Pointing data:
****************************************

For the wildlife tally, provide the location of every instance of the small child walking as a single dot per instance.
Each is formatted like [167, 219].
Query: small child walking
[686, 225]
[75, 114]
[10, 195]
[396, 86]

****************************************

→ **Directions for this task**
Present every line of the data above as a numbered list, leaving out any blank lines.

→ **Expected output**
1. For the wildlife tally, provide the location of every instance of the small child walking as a single dot per instance.
2. Each is formatted like [167, 219].
3. Query: small child walking
4. [686, 225]
5. [75, 114]
6. [10, 195]
7. [396, 86]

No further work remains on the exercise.